| Extracted text |
========================================
That message, “turn down for Richmond,” is instruction to ease the tension on
the armature spring in order to receive the remainder of the message. That
message, once received, reveals information which may have saved Abraham
Lincoln’s life, over one hundred years too late. Its ghostly message sent, the
sounder falls silent. This nifty little ghost story appears to be the only work
of speculative fiction G.J.A. O’Toole published. It was reprinted some years
later in the anthology Eastern Ghosts
(1990).
--“Weigh
Station” by Robert Crais
Illustrated by D.W. Miller
“The road to Hell was a six-lane
highway, and the damned all drove big rigs.”
-When
his sports car breaks down on a desolate stretch of highway, David hitches a
ride with an 18-wheeler to a weigh station which serves as a portal to hell.
-This
story is largely a mood piece and the setting is expertly handled. Crais perfectly
illustrates the loneliness of traveling on a deserted stretch of California highway
during the dead of night. The supernatural aspect of the tale is largely
ambiguous but the weigh station of the title serves to transform travelers into
a sort of mindless entity, damned to drive the roads for eternity. There is
also a nod to Richard Mathson’s famous tale of road terror, “Duel.” The story
was reprinted in the first issue of Night
Cry.
-Robert
Crais published some SF early in his career but is best-known for his crime and
detective fiction, particularly the Elvis Cole and Joe Pike novels which began
with The Monkey's Raincoat in 1987. The latest entry in the series is A
Dangerous Man, released in June, 2019. For
a time Crais was also a prolific television writer. His earliest credits for
television date back to 1977 and episodes of Baretta. Crais has also written for such shows as Hill Street Blues, Miami
Vice, and L.A. Law, among others. He contributed the original
teleplay “Monsters!” for the fifteenth episode of the first season of The
Twilight Zone revival series.
--“J.C.
in the Springtime” by I. Daniel Roth
Illustrated by E.T. Steadman
“A park bench, a sunny April afternoon,
and a wino with a paper bag. What better setting for a miracle?”
-The
J.C. of the title may clue the reader in on the theme of this short-short as it
concerns a homeless man who bestows a blessing on a distraught businessman. It
is an interesting, if somewhat standard, take on the wandering savior theme. The
story has not been reprinted since its publication here and it appears to be
the only SF story from I. Daniel Roth.
========================================
Detection annotation records
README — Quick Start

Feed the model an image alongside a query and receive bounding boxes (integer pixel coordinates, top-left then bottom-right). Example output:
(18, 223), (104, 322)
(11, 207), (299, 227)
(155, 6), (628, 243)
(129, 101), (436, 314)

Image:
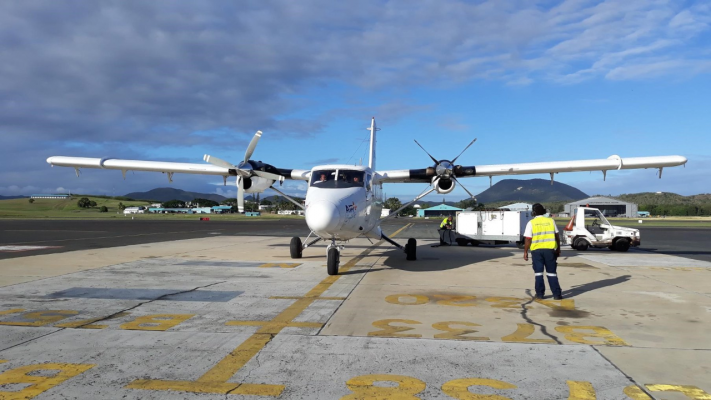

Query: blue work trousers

(531, 249), (562, 296)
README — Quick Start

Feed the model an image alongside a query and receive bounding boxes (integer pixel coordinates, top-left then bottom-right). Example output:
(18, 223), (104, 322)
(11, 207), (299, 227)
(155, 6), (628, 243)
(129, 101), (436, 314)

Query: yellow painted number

(501, 324), (555, 343)
(555, 325), (629, 346)
(432, 321), (489, 340)
(341, 375), (427, 400)
(644, 385), (711, 400)
(368, 319), (422, 337)
(432, 294), (476, 307)
(385, 294), (430, 306)
(566, 381), (597, 400)
(442, 378), (516, 400)
(0, 364), (95, 400)
(0, 310), (79, 326)
(121, 314), (195, 331)
(486, 297), (531, 308)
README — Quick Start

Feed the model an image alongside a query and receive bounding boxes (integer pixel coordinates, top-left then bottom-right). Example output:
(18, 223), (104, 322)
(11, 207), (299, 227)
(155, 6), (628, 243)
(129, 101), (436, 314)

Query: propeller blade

(415, 140), (439, 165)
(237, 176), (244, 214)
(252, 169), (284, 182)
(202, 154), (237, 169)
(452, 138), (476, 164)
(244, 131), (262, 163)
(452, 176), (476, 199)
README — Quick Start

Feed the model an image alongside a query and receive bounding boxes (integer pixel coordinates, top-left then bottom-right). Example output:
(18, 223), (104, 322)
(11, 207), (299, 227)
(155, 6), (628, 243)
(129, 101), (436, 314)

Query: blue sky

(0, 0), (711, 200)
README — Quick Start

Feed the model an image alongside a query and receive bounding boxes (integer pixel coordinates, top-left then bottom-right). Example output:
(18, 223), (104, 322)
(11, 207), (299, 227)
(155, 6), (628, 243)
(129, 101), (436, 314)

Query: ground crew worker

(523, 203), (563, 300)
(439, 217), (452, 245)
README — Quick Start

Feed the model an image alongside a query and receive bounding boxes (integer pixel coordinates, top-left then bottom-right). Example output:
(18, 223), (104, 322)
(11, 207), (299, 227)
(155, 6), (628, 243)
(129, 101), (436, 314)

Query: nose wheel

(326, 246), (341, 275)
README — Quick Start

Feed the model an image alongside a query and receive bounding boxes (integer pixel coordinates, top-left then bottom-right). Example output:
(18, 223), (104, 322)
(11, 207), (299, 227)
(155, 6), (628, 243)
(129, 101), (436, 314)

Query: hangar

(565, 197), (637, 218)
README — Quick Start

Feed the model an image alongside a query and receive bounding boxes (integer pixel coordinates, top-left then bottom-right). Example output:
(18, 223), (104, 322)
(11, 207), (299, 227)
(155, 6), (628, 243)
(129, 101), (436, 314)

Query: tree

(161, 200), (185, 208)
(77, 197), (96, 208)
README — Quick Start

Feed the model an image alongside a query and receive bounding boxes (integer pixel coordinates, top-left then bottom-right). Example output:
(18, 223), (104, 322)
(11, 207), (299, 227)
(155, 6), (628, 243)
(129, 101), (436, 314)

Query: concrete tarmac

(0, 219), (711, 400)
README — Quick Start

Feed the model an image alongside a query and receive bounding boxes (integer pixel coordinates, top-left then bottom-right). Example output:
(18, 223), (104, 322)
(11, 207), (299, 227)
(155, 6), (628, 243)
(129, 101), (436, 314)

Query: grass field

(0, 196), (303, 221)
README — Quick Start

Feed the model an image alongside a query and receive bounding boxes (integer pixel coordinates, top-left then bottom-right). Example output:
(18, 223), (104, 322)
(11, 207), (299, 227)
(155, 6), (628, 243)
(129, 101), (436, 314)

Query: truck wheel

(289, 236), (303, 258)
(405, 238), (417, 261)
(573, 238), (588, 251)
(615, 239), (630, 252)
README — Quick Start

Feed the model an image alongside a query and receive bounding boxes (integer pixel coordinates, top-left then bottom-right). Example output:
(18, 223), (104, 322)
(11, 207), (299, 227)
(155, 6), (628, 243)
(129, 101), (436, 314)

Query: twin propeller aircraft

(47, 118), (687, 275)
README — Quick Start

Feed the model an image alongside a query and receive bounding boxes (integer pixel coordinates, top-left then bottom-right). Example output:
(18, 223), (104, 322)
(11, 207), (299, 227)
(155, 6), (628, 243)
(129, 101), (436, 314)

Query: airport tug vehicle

(562, 207), (641, 251)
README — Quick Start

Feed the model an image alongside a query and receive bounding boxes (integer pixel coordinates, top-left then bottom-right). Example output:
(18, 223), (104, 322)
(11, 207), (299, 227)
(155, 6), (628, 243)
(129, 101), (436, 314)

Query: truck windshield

(310, 169), (365, 189)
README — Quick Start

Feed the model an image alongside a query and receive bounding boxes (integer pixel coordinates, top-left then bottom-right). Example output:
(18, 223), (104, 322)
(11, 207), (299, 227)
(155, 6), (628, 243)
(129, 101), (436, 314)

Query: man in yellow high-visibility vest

(523, 203), (563, 300)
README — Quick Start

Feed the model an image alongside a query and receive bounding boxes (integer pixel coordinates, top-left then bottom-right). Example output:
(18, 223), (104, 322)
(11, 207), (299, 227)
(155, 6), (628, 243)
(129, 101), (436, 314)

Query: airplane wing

(377, 156), (687, 183)
(47, 156), (311, 180)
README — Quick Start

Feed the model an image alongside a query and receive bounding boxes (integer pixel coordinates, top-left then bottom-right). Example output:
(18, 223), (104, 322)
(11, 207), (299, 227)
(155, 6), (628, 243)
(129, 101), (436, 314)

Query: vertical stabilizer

(368, 117), (380, 170)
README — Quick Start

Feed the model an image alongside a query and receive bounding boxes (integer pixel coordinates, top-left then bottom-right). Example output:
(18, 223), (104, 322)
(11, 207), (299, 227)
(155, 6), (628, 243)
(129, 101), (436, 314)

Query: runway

(0, 219), (711, 400)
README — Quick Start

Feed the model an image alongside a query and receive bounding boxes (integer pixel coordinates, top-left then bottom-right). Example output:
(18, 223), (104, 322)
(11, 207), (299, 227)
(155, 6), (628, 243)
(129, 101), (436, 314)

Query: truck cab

(563, 207), (641, 252)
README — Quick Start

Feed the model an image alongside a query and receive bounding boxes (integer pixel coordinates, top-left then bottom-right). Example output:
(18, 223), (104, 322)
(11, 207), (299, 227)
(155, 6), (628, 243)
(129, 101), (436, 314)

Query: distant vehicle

(561, 207), (641, 251)
(454, 211), (533, 246)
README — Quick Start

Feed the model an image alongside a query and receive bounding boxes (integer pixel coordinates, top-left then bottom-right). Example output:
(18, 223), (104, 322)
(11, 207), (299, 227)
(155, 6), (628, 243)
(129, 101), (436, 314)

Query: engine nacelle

(242, 176), (274, 193)
(432, 177), (456, 194)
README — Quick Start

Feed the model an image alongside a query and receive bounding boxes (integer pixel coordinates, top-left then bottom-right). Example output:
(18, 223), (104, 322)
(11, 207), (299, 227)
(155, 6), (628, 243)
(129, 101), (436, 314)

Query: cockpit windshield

(311, 169), (365, 189)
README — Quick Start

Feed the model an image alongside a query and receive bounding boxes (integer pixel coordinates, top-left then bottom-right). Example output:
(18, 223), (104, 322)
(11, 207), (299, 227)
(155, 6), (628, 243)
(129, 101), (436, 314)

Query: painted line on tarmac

(125, 224), (412, 397)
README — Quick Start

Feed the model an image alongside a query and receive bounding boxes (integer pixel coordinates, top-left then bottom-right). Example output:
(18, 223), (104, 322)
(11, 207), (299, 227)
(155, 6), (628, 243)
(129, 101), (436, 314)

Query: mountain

(126, 188), (226, 203)
(476, 179), (590, 204)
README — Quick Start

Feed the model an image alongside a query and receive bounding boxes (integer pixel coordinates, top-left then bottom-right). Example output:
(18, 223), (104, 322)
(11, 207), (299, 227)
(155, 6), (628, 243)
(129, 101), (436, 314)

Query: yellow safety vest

(531, 217), (556, 251)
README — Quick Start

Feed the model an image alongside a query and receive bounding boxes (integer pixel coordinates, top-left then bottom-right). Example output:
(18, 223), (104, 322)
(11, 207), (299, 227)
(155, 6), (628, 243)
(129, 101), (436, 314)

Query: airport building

(564, 197), (638, 218)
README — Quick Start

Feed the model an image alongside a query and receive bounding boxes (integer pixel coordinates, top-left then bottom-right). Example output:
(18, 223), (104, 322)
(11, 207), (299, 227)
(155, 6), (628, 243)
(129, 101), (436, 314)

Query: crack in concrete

(74, 281), (227, 329)
(521, 289), (563, 344)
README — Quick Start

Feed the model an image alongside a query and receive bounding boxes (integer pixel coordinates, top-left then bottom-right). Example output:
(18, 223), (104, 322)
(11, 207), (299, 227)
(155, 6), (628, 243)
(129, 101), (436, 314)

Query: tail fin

(368, 117), (380, 169)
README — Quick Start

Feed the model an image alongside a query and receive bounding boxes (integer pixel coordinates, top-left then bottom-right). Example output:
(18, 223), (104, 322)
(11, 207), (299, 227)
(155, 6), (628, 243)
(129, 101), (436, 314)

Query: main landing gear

(289, 235), (417, 275)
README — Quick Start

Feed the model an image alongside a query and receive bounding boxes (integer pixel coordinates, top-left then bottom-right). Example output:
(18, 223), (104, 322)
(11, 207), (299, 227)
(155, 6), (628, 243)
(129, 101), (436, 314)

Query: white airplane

(47, 118), (687, 275)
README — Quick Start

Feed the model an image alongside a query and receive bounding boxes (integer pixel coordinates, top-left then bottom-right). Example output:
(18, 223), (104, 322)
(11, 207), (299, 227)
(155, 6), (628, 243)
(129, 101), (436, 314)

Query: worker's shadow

(563, 275), (632, 298)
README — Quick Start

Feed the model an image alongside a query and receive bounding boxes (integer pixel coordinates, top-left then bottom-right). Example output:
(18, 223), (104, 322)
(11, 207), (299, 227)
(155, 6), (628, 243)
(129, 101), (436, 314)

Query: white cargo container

(455, 211), (533, 246)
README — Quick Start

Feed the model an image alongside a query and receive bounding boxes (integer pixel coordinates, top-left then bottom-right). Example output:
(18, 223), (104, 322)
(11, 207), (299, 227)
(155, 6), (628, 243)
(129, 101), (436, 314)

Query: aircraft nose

(306, 201), (341, 232)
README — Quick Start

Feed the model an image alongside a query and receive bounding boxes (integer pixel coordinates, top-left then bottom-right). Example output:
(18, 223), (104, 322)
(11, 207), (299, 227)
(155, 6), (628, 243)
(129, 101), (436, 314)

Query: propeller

(202, 131), (284, 213)
(415, 138), (476, 198)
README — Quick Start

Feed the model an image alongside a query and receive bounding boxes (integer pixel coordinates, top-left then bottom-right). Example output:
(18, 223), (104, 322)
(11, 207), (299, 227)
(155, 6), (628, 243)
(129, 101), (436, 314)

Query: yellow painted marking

(341, 374), (427, 400)
(432, 321), (489, 340)
(0, 308), (25, 315)
(0, 364), (95, 400)
(644, 384), (711, 400)
(566, 381), (597, 400)
(385, 294), (430, 306)
(555, 325), (629, 346)
(54, 312), (131, 329)
(270, 296), (346, 301)
(126, 223), (405, 397)
(622, 385), (652, 400)
(0, 310), (79, 326)
(432, 294), (476, 307)
(258, 263), (301, 268)
(486, 297), (532, 308)
(368, 319), (422, 337)
(442, 378), (516, 400)
(501, 324), (555, 343)
(120, 314), (195, 331)
(534, 299), (575, 311)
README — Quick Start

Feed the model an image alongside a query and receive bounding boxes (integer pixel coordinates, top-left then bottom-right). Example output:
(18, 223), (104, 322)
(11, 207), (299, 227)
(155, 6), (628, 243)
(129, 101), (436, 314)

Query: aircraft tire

(289, 236), (304, 258)
(405, 238), (417, 261)
(614, 239), (630, 253)
(326, 248), (339, 275)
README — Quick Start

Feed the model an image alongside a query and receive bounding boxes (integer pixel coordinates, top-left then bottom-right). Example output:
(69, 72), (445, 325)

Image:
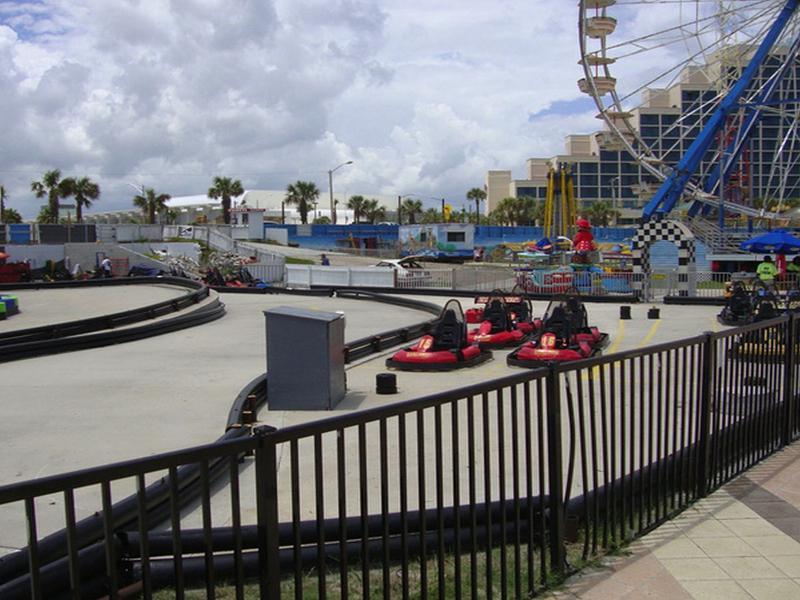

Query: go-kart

(506, 294), (609, 367)
(465, 285), (542, 334)
(717, 281), (755, 325)
(0, 295), (19, 320)
(467, 295), (529, 348)
(386, 300), (492, 371)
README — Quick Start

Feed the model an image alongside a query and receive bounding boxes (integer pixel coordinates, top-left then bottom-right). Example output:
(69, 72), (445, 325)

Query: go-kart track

(0, 278), (721, 553)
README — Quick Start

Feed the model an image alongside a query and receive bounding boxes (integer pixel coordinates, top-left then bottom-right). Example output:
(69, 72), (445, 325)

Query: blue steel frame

(642, 0), (800, 222)
(689, 32), (800, 221)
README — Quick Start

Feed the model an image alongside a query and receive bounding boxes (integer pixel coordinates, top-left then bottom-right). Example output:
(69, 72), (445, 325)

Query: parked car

(374, 256), (431, 287)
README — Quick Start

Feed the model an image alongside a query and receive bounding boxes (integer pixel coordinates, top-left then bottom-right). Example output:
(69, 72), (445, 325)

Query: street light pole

(328, 160), (353, 225)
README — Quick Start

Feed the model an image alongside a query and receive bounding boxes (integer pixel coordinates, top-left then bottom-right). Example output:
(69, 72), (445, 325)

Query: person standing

(756, 255), (778, 286)
(786, 256), (800, 279)
(100, 256), (111, 279)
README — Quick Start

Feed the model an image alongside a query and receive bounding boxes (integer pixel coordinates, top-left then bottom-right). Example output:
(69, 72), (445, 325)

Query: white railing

(243, 263), (286, 283)
(286, 265), (395, 288)
(396, 269), (453, 290)
(164, 225), (286, 266)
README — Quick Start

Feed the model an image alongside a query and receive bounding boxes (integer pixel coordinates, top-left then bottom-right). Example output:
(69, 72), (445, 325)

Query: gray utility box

(264, 306), (346, 410)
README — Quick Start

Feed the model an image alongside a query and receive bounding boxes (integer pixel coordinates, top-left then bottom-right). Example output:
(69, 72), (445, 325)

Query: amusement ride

(578, 0), (800, 231)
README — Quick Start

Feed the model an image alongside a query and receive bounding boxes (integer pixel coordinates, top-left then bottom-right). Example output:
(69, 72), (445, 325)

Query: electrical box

(264, 306), (346, 410)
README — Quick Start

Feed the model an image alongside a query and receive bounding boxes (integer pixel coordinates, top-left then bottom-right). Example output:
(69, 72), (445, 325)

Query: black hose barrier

(216, 285), (642, 304)
(664, 296), (726, 306)
(0, 375), (267, 599)
(0, 277), (209, 345)
(115, 404), (783, 587)
(0, 298), (225, 363)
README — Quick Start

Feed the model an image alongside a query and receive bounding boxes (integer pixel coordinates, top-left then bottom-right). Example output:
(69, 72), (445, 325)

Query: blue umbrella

(739, 230), (800, 254)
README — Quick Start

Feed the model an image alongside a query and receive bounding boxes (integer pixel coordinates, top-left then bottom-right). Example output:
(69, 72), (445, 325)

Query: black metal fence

(0, 317), (800, 598)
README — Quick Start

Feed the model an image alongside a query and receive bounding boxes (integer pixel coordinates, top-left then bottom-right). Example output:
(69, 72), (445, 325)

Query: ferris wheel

(578, 0), (800, 223)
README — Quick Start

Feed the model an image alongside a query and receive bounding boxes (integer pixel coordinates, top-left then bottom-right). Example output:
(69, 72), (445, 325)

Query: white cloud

(0, 0), (664, 216)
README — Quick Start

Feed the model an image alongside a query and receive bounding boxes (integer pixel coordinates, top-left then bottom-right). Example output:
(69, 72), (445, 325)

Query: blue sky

(0, 0), (599, 216)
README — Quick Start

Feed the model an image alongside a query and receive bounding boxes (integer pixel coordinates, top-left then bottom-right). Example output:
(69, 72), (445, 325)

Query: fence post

(253, 425), (281, 600)
(695, 331), (716, 498)
(545, 365), (566, 574)
(783, 312), (797, 446)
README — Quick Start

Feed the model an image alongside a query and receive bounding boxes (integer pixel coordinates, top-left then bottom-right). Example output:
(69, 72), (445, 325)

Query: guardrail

(0, 277), (225, 362)
(0, 316), (800, 598)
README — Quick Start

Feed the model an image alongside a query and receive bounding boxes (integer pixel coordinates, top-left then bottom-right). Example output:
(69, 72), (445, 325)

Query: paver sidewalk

(549, 443), (800, 600)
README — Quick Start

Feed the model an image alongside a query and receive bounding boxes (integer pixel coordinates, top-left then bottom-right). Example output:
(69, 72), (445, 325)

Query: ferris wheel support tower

(642, 0), (800, 221)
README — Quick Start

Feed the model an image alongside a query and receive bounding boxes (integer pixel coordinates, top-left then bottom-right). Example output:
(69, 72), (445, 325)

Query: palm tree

(208, 177), (244, 225)
(401, 198), (422, 225)
(286, 181), (319, 225)
(347, 196), (367, 223)
(64, 177), (100, 223)
(31, 169), (71, 223)
(133, 188), (172, 225)
(364, 198), (386, 225)
(420, 208), (443, 223)
(467, 188), (486, 225)
(0, 208), (22, 223)
(0, 185), (8, 223)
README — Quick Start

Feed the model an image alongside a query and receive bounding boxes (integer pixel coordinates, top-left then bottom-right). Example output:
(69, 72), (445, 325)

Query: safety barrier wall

(0, 316), (800, 598)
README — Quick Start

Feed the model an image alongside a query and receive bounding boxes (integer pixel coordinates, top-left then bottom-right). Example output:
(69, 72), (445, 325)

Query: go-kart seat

(756, 297), (778, 321)
(509, 300), (531, 322)
(483, 300), (508, 331)
(544, 306), (572, 337)
(433, 309), (464, 350)
(730, 290), (752, 316)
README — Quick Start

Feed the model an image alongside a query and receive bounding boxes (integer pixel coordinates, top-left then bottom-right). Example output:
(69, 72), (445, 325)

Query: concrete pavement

(548, 443), (800, 600)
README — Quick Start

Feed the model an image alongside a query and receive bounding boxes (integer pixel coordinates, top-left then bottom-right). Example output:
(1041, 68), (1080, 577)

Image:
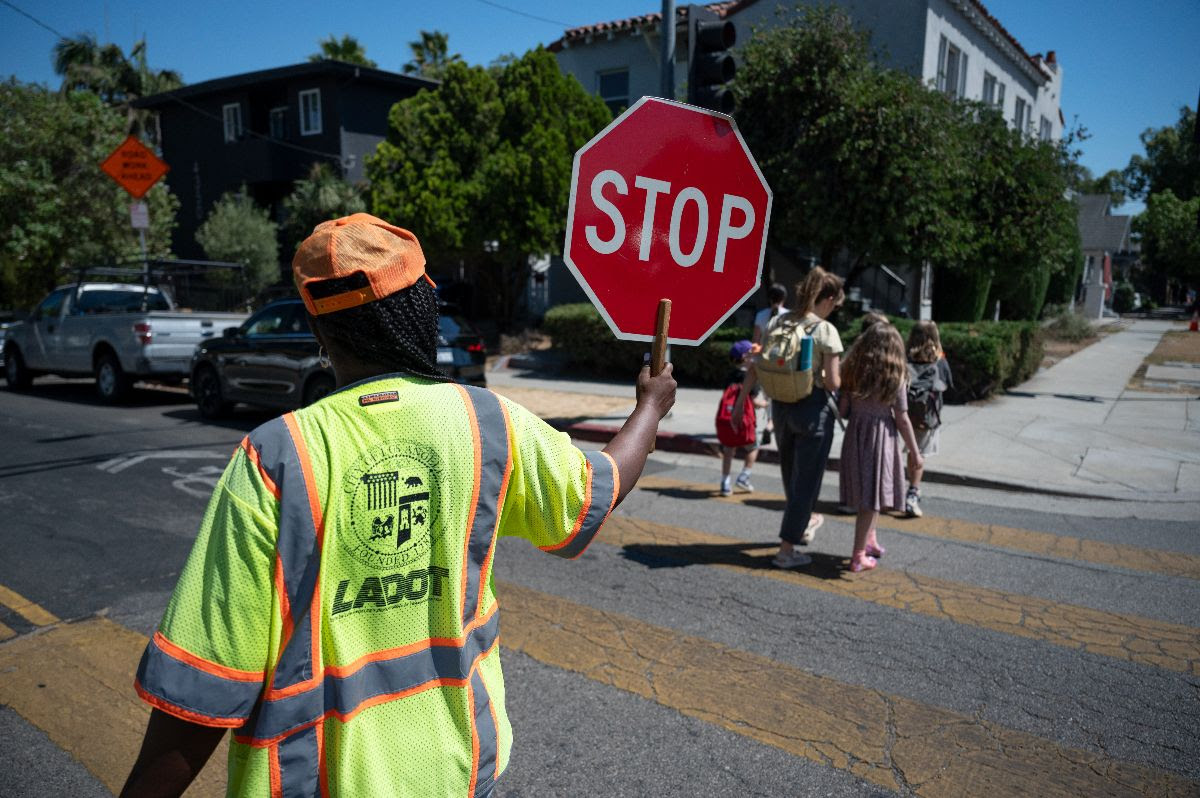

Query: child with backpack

(904, 322), (954, 518)
(839, 323), (922, 572)
(716, 338), (767, 496)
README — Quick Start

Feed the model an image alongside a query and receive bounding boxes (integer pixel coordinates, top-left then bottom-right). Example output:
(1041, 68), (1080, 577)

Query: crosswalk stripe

(0, 618), (228, 798)
(0, 584), (59, 626)
(637, 475), (1200, 580)
(498, 578), (1200, 796)
(599, 515), (1200, 676)
(0, 597), (1200, 797)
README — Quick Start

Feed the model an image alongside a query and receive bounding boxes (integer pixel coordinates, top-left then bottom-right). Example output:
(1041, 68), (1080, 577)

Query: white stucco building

(550, 0), (1063, 318)
(550, 0), (1063, 139)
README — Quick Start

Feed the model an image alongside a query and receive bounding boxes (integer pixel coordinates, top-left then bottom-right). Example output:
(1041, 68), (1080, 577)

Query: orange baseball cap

(292, 214), (434, 316)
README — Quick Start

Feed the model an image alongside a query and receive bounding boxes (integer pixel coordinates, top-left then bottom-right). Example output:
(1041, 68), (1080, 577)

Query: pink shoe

(850, 552), (876, 574)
========================================
| Set of tasks |
**a.** According to the story reviews, in which anthology was G.J.A. O'Toole's ghost story later reprinted?
**b.** Write the next part of the story reviews, picking up after their last sentence.

| Answers for this exercise |
**a.** It was reprinted in the anthology Eastern Ghosts (1990).

**b.**
--“A
Lover’s Alibi” by Chet Williamson
Uncredited illustration; signature
indeterminate
“There was only one thing wrong with the
murderer’s story. It was getting too believable.”
-Chet
Williamson returns to the pages of the magazine with this clever and disturbing
tale. It concerns a man who murders his cloying wife to be with his lover and
finds his flimsy alibi transformed into an airtight one by a series of
inexplicable circumstances. The murderer soon discovers that his wife loved him
so much that her ghost has been changing events to protect him. There is a satisfyingly
nasty twist in the tale, however. The story was collected in Williamson’s 2002
collection Figures in Rain.
-Williamson
is one of the leading writers of dark fantasy from this era. He wrote a series
of novels during the ‘80s horror boom which are now prized by collectors, such
as Soulstorm (1986), Ash Wednesday (1987),
Lowland Rider (1988), and Dreamthorp
(1989). He has written several
in-universe novels as well, including a sequel to Robert Bloch’s Psycho titled Psycho: Sanitarium (2016).
--The
Doomsday Poems by Richard L. Tierney
Illustrated by Marty Blake
-Seven
dark poems: “The Pilgrimage,” “Hope,” “The Madness of the Oracle,” “To Great
Cthulhu,” “Optimism,” “This Great City,” “To the Hydrogen Bomb,” reprinted from
Tierney’s Collected Poems: Nightmares
and Visions, published earlier in the
year by Arkham House. Some of the poems were first published in small press
periodicals such as The Arkham Collector and Myrddin. The poems are
ironic and tinged with the macabre. An apt example is this, from “Hope”:
The world’s a dead harlot – a corpse of
a slut
Where Death-vultures settle to rend and
to glut
While
man flounders blind in the gloom –
And Hope’s a mirage on a desert of sand
Where horrors go ravening over the land,
And life’s but the road
to doom.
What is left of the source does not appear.